**SOURCE EXTRACT**
>>>>
A Benchmark for Reasoning over Rules
1Johns Hopkins University · 2Télécom Paris
DeonticBench is a benchmark for evaluating LLMs on deontic reasoning over real-world legal and regulatory statutes. Given case facts and statutory rules, models must derive legally correct answers — either by generating executable Prolog programs (few-shot or zero-shot) or by answering directly in natural language. It spans five domains — U.S. federal income tax, airline baggage policies, state housing and eviction law, and USCIS immigration appeals — and ships with verified reference Prolog programs for every case, enabling rigorous, executable evaluation of rule-following beyond surface-level pattern matching.
Tax, airline, housing, and immigration law — drawn from actual statutes and case records.
Few-shot Prolog, zero-shot Prolog, and direct natural-language answering.
Each with a ground-truth label and a reference Prolog program for every instance.
| Domain | Description | Label | Hard | Whole |
|---|---|---|---|---|
| SARA Numeric | U.S. federal income tax (§1, §2, §63, §151, §152, …) | Integer (tax owed, $) | 35 | 100 |
| SARA Binary | Entailment / contradiction over individual tax statute clauses | 0 / 1 | 30 | 276 |
| Airline | Airline baggage fee policies | Integer (total cost, $) | 80 | 300 |
| Housing | U.S. state housing and eviction law (50 states) | "yes" / "no" | 78 | 5314 |
| USCIS-AAO | USCIS Administrative Appeals Office immigration cases | "Accepted" / "Dismissed" | 28 | 242 |
Each split is available on
Hugging Face.
<<<<
**PROBLEMS AND TASKS**
(1) According to the DeonticBench description, how many instances does the Housing domain have in its whole split?
(2) Continue the DeonticBench description from where it stops.

**STUDY MATERIAL**
>>>>
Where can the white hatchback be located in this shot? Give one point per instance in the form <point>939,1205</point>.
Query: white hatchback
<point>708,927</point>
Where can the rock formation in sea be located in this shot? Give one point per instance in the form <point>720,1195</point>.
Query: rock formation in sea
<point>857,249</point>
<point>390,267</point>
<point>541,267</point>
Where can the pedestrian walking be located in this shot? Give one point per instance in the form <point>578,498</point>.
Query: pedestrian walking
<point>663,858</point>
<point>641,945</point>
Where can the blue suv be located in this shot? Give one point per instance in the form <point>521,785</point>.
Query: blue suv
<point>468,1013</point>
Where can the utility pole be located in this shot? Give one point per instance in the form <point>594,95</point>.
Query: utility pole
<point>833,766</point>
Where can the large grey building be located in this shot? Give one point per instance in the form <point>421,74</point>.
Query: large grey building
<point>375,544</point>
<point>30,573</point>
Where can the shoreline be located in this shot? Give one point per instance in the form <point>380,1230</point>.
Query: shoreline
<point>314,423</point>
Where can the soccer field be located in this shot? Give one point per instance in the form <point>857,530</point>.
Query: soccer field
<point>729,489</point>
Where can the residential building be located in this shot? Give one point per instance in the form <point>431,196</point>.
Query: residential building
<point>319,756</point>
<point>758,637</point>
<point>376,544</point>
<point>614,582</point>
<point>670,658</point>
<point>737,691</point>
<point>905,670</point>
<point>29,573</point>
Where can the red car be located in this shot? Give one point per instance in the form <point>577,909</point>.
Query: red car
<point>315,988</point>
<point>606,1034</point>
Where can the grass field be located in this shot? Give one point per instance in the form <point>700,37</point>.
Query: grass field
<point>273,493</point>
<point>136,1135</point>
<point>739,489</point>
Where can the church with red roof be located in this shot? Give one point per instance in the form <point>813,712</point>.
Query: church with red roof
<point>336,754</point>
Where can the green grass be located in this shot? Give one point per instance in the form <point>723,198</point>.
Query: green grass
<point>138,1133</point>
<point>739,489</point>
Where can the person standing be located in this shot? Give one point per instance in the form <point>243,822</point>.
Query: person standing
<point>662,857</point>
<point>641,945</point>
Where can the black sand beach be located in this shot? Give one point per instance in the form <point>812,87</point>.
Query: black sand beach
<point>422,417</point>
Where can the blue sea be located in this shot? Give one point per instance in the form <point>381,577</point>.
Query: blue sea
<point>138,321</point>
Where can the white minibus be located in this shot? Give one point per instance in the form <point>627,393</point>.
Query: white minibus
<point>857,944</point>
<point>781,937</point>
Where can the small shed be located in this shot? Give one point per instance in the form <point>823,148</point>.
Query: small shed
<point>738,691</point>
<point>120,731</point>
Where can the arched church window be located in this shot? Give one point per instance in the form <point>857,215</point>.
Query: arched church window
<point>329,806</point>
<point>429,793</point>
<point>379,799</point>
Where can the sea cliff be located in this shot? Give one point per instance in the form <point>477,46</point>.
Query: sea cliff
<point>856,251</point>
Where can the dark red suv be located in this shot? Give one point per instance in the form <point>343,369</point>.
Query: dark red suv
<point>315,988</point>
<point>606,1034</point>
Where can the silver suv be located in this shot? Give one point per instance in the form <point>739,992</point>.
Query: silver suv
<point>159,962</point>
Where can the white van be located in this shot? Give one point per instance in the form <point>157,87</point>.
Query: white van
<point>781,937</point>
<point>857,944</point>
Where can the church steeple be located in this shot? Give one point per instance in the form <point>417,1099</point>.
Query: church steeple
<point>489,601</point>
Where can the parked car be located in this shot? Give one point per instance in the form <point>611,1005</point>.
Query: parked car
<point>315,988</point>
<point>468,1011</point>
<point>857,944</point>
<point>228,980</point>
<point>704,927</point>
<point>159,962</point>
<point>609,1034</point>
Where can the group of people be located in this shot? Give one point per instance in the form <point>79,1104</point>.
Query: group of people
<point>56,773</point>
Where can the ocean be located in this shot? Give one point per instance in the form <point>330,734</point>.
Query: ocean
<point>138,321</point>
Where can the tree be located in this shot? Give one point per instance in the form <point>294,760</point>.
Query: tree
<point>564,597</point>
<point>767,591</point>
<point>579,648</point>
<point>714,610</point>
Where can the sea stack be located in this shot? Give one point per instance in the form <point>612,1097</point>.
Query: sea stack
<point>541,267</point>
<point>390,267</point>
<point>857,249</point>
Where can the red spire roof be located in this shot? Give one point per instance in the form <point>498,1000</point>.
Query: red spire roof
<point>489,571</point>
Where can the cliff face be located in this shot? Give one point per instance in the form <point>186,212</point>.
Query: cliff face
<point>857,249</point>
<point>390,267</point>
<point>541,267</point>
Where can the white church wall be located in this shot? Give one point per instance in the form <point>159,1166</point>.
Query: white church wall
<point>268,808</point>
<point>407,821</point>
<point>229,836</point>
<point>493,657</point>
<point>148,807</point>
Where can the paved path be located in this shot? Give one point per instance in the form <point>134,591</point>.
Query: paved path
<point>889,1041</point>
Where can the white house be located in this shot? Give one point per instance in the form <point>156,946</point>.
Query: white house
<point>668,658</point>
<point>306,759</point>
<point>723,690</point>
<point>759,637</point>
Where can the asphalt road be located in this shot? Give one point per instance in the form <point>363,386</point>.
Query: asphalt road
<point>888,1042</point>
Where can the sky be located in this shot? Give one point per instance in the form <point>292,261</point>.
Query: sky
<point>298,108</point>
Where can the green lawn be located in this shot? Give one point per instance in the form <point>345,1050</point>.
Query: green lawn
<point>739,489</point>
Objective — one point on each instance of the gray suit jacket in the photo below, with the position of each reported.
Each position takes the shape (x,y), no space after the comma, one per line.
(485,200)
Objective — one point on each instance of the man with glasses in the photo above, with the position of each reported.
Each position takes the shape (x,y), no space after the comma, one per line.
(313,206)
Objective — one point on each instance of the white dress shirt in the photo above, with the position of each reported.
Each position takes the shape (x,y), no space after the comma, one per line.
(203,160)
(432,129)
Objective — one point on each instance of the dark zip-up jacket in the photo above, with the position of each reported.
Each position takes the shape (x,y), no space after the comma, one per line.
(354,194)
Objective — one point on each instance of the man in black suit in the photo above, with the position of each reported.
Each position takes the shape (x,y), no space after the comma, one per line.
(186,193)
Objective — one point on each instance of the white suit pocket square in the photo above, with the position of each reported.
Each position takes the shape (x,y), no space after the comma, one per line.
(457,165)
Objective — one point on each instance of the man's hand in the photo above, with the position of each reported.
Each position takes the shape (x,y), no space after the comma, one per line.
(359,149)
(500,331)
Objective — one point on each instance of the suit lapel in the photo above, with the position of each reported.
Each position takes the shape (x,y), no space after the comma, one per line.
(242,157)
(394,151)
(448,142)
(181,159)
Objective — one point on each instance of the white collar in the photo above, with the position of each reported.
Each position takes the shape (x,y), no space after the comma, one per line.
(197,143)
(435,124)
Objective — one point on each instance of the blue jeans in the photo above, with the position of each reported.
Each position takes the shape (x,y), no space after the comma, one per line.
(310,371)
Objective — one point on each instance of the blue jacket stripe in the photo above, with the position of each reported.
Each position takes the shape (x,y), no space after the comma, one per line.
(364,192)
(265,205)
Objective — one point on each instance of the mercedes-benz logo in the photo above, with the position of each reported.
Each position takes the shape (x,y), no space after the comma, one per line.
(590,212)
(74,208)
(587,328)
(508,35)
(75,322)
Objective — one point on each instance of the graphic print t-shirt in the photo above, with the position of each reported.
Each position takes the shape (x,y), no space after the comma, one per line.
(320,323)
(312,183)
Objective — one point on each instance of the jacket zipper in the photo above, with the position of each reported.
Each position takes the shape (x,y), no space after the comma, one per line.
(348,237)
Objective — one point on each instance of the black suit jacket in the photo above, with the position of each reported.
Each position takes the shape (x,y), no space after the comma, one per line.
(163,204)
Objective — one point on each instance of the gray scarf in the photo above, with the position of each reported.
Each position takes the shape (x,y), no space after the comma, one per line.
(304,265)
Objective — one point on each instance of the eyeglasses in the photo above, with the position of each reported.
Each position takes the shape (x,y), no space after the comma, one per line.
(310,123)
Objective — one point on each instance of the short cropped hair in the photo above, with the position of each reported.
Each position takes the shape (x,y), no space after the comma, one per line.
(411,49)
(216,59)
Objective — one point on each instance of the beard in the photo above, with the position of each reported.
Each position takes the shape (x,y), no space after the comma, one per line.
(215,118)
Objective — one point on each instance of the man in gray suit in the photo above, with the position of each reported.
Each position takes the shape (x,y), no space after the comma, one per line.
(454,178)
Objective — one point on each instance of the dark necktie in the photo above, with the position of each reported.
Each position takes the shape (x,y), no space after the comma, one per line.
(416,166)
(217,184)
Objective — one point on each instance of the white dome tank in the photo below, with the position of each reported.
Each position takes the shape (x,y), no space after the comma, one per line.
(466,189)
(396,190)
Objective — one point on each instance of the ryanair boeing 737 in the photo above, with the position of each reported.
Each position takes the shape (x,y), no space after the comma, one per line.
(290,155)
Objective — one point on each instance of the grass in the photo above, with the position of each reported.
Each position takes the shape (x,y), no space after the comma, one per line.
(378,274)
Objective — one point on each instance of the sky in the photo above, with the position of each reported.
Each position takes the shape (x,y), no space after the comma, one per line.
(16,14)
<<<<
**TASK-BY-TASK OUTPUTS**
(1) 5314

(2)
Every entry contains a natural-language question, a ground-truth label, and a verified
reference_prolog program encoding the applicable rules and case facts.
Domain names link to their original source datasets; USCIS-AAO is introduced in this work.
The model is given the statute text and 1–2 worked Prolog examples, then writes Prolog for the new case.
The model writes Prolog with only the statute text — no worked examples to imitate.
The model answers the question in natural language, with no symbolic intermediate representation.
On the hard subsets, even the best configuration reaches only 44.4% accuracy on SARA Numeric and ~47 macro-F1 on Housing. No single model leads across all five domains, and bootstrap confidence intervals stay wide.
Open-source models lag in few- and zero-shot Prolog and are highly prompt-sensitive — Qwen3-235B jumps from near-random 0.7 → 32.1 on SARA Numeric between few-shot and direct prompting. The gap narrows on binary tasks.
Legal domains (Housing, USCIS-AAO) are bottlenecked by rule selection; SARA tasks by fact extraction; Airline by arithmetic precision. Most errors are confident wrong answers, not abstentions.
SFT and RL (DPO, Dr. GRPO) improve Prolog quality and binary-task accuracy, but current RL methods still fail to reliably solve precise numeric reasoning. Robust, executable rule reasoning remains open.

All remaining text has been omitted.